### Exercise
Return the records word for word, beginning at the first line and stopping after the line that contains "negative clicks: (264, 227)", and leave the pictures out of your answer.

### Supplied information

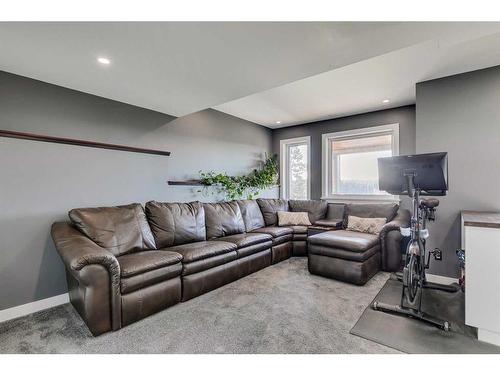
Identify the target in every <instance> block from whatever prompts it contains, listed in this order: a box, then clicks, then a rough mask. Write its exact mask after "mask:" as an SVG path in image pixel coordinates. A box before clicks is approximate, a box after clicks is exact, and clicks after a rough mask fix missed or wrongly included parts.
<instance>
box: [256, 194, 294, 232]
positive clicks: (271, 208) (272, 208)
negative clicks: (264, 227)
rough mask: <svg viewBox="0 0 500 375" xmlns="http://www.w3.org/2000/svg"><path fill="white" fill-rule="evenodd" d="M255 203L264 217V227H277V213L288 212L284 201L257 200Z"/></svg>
mask: <svg viewBox="0 0 500 375" xmlns="http://www.w3.org/2000/svg"><path fill="white" fill-rule="evenodd" d="M257 203H258V205H259V207H260V210H261V211H262V216H264V222H265V223H266V226H269V225H278V215H277V214H276V212H278V211H290V209H289V206H288V201H287V200H285V199H264V198H259V199H257Z"/></svg>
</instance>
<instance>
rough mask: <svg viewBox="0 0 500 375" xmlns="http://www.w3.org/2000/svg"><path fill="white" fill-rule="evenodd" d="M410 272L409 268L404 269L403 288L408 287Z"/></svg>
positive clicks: (405, 267)
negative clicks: (409, 275) (408, 275)
mask: <svg viewBox="0 0 500 375" xmlns="http://www.w3.org/2000/svg"><path fill="white" fill-rule="evenodd" d="M409 272H410V270H409V269H408V267H404V268H403V275H402V276H403V280H402V281H403V286H406V287H407V286H408V274H409Z"/></svg>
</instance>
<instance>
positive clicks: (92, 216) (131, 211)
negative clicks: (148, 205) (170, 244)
mask: <svg viewBox="0 0 500 375" xmlns="http://www.w3.org/2000/svg"><path fill="white" fill-rule="evenodd" d="M68 215H69V218H70V220H71V221H72V222H73V224H74V225H75V226H76V227H77V228H78V229H79V230H80V231H81V232H82V233H84V234H85V235H86V236H87V237H89V238H90V239H91V240H92V241H94V242H95V243H96V244H97V245H99V246H101V247H102V248H104V249H106V250H108V251H110V252H111V253H112V254H113V255H115V256H119V255H123V254H127V253H131V252H134V251H141V250H146V249H155V248H156V244H155V241H154V238H153V234H152V233H151V229H150V227H149V224H148V221H147V219H146V215H145V214H144V210H143V208H142V206H141V205H140V204H139V203H132V204H128V205H126V206H116V207H94V208H75V209H73V210H71V211H69V213H68Z"/></svg>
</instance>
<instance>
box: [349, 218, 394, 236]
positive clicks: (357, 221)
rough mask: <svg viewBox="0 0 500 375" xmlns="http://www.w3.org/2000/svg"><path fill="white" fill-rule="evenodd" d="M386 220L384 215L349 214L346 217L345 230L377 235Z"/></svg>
mask: <svg viewBox="0 0 500 375" xmlns="http://www.w3.org/2000/svg"><path fill="white" fill-rule="evenodd" d="M386 222H387V219H386V218H385V217H382V218H371V217H370V218H368V217H357V216H351V215H349V216H348V217H347V228H346V229H347V230H350V231H353V232H362V233H370V234H376V235H378V234H379V233H380V231H381V230H382V227H383V226H384V224H385V223H386Z"/></svg>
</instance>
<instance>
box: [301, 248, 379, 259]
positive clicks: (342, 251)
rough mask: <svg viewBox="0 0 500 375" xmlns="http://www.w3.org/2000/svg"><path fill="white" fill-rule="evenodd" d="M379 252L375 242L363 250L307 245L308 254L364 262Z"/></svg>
mask: <svg viewBox="0 0 500 375" xmlns="http://www.w3.org/2000/svg"><path fill="white" fill-rule="evenodd" d="M378 252H380V246H379V245H378V244H377V245H375V246H373V247H370V248H369V249H368V250H366V251H363V252H355V251H349V250H345V249H335V248H332V247H327V246H321V245H311V246H309V254H316V255H323V256H327V257H331V258H341V259H346V260H353V261H355V262H364V261H365V260H367V259H368V258H370V257H371V256H373V255H375V254H376V253H378Z"/></svg>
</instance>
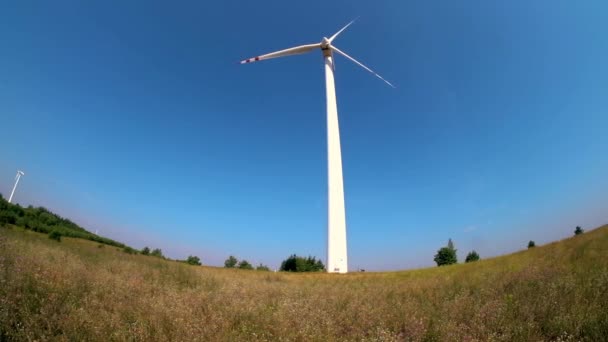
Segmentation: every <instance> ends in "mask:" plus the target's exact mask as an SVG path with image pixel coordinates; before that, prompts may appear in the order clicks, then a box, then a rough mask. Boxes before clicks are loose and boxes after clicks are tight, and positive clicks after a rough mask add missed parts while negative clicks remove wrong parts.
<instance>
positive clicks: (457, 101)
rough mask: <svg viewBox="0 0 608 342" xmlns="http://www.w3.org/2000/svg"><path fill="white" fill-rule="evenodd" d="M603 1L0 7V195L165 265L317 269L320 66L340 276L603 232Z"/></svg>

### Result of the task
Identify the target in every <instance> block from whatever prompts it contains, listed in this order: a box, then clicks, then a rough mask. Write its exact mask after "mask:" as an SVG path in image pixel coordinates. A box before clicks is approximate, a box after clicks is exact, and clicks after a rough mask fix missed or wrongly included parts.
<instance>
box: [256, 194, 294, 232]
positive clicks: (271, 208) (272, 208)
negative clicks: (264, 227)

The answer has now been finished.